Source document>
* * * *

The practical application of this means that we are now in a position where we have to advise our client’s (apart from those detained under Section 2) whether or not they should apply for a preliminary examination. Of course there are positives and negatives to the preliminary examination taking place, and these have to be weighed up and the client given all the information before making their decision.
The Medical Member is an independent party – separate from the Detaining Authority – and as such this does mean that there is an independent medical view. This can not only be useful with regards to an application, and in view of the legal criteria, but also in respect of potential treatment issues.
Part of the preliminary examination by the medical member is a review of the medical records. Whilst there is provision within the rules for ‘any’ panel member to review the records (Rule 32) this is rarely undertaken. The review of the records by the medical member could add a different perspective.
The Tribunal can be an intimidating process for patients and a one to one discussion with the Medical Member can be a better opportunity for them to express their wishes and put their point of view across.
In cases where a patient lacks capacity it can be of assistance to the Tribunal to have a full assessment of their understanding of the process and their rights. Typically if a patient lacks capacity the person who is responsible for the capacity assessment is the Responsible Clinician, however, the Law Society guidance for mental health representatives suggest that the RC should not be asked to do an assessment of capacity as this is a conflict of interests. Therefore an independent view of their capacity is extremely important.
In cases where a patient chooses not to be represented they are potentially at a disadvantage and it should be fully explored as to whether they have the capacity to make this decision, and if not whether it would be in their best interest to be represented (in these circumstances the Tribunal can appoint a representative under Rule 11).
In cases where the patient will not be attending the hearing it is an opportunity for at least one of the panel members to have met the patient.
In some cases during the preliminary examinations patients could report information differently to the Medical Member, which could be detrimental to their application.

* * * *

Data excerpts>
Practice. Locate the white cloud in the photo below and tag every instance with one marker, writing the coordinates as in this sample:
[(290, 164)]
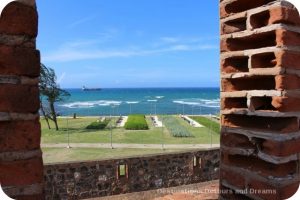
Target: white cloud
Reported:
[(170, 39), (90, 49), (62, 76)]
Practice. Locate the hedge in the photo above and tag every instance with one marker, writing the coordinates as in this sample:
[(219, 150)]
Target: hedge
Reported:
[(174, 127), (98, 125), (136, 122), (208, 123)]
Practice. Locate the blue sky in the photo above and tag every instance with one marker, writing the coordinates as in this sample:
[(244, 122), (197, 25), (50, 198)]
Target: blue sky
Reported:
[(130, 43)]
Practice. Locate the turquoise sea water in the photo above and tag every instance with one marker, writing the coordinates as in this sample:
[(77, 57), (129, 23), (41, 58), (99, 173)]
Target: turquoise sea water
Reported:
[(141, 100)]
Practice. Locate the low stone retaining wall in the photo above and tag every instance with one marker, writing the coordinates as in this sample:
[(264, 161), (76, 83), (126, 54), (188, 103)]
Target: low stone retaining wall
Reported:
[(118, 176)]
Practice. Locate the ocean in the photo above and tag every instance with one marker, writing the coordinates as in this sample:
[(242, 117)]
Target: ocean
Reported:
[(192, 101)]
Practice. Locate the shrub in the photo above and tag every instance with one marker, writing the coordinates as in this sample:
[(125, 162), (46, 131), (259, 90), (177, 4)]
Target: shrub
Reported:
[(136, 122), (98, 125), (174, 127), (208, 123)]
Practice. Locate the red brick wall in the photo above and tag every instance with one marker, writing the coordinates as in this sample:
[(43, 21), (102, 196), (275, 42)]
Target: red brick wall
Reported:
[(260, 84), (21, 165)]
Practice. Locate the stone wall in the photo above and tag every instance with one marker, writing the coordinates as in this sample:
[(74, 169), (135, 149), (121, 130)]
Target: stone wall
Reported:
[(21, 165), (260, 70), (102, 178)]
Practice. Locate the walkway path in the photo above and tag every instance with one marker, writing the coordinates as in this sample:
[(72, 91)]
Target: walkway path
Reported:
[(130, 146)]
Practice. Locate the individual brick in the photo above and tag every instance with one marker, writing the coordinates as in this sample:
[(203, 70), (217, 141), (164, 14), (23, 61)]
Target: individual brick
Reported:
[(234, 25), (236, 140), (275, 15), (233, 178), (288, 59), (250, 83), (19, 61), (286, 104), (260, 167), (261, 103), (285, 37), (237, 6), (272, 38), (19, 135), (19, 98), (22, 172), (229, 103), (276, 124), (19, 19), (234, 64), (287, 82), (280, 148)]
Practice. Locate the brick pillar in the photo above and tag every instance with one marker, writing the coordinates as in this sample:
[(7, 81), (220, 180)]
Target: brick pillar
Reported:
[(21, 165), (260, 99)]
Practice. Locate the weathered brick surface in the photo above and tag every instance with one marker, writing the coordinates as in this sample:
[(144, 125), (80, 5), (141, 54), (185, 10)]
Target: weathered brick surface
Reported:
[(100, 178), (21, 165), (19, 61), (19, 19), (23, 172), (286, 104), (260, 102), (236, 6), (19, 98), (19, 135)]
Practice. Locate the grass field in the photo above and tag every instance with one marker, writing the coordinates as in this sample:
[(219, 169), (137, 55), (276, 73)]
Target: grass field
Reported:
[(79, 134), (51, 155), (208, 123)]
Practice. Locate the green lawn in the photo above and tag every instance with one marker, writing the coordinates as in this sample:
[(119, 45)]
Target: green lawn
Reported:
[(205, 121), (79, 134), (51, 155)]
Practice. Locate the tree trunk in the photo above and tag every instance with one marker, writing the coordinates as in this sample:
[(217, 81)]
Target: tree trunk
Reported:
[(53, 113), (45, 116)]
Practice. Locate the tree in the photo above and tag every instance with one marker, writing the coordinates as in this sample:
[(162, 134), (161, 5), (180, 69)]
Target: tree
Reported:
[(52, 93)]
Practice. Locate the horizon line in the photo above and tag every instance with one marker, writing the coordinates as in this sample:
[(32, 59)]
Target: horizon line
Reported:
[(215, 87)]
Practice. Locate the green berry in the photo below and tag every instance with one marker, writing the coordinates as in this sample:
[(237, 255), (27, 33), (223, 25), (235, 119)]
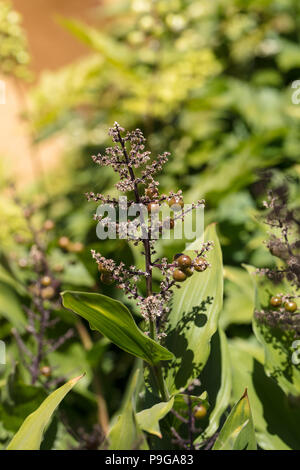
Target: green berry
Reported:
[(48, 225), (200, 412), (176, 203), (47, 293), (64, 243), (152, 193), (184, 261), (290, 306), (179, 276), (46, 371), (189, 272), (200, 264), (153, 208), (276, 301), (107, 279), (46, 281)]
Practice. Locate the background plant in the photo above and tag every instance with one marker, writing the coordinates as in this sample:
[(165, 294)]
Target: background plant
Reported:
[(223, 110)]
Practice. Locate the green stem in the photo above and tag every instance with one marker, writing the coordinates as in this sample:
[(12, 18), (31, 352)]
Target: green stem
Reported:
[(157, 370)]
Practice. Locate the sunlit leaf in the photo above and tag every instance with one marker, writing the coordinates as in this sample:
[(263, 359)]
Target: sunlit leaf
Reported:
[(194, 317), (238, 430), (113, 320), (30, 434)]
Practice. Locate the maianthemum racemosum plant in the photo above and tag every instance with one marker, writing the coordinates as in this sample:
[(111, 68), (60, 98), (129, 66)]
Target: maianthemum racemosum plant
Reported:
[(180, 352), (131, 161)]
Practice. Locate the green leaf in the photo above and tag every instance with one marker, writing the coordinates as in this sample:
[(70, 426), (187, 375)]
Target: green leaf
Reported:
[(238, 306), (238, 430), (114, 52), (10, 307), (216, 380), (30, 434), (194, 317), (276, 418), (148, 420), (277, 340), (113, 320), (18, 400), (125, 434)]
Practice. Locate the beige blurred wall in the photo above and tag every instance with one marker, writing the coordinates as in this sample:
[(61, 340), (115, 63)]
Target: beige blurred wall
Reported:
[(51, 48)]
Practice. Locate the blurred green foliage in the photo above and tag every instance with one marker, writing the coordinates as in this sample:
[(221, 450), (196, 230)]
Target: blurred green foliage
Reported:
[(209, 81), (14, 53)]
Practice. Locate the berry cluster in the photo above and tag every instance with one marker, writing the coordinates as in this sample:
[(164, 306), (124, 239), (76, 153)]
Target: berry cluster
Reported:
[(129, 158)]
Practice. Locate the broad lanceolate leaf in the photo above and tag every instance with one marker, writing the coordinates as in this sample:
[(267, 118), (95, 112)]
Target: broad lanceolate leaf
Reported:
[(30, 434), (194, 317), (216, 381), (148, 420), (238, 430), (276, 419), (277, 338), (114, 321), (125, 433)]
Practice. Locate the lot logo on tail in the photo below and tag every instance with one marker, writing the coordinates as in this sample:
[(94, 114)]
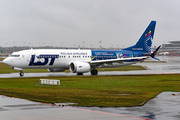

* * * *

Exercise requirements>
[1] From the passage on the Medical Member's preliminary examination, list every situation introduced by the words "In cases where".
[2] Pick up the passage on the Medical Member's preliminary examination after its last sentence and continue it.

Outputs by task>
[1]
- A patient lacks capacity.
- A patient chooses not to be represented.
- The patient will not be attending the hearing.

[2]
Patients can find the preliminary examinations difficult which could affect their presentation at the hearing itself. They can take a negative view of the preliminary examination and it may affect their attitude towards the hearing, or can get an over optimistic view of the way the examination went and have unrealistic expectations, which can be extremely distressing.
In the event the Medical Member takes the preliminary view in agreement of the Detaining Authority this can make an application more difficult to progress.
In some cases the preliminary examination will not add anything to the Tribunal and therefore could be deemed unnecessary.
Sadly, some medical members conduct their examination just before a hearing. His creates the double disadvantage of the patient being exhausted and also their solicitor not getting access to them before the hearing.
Where the patient lacks capacity, the rules require their solicitor to make their decision on their behalf. A solicitor is an advocate not a decision maker.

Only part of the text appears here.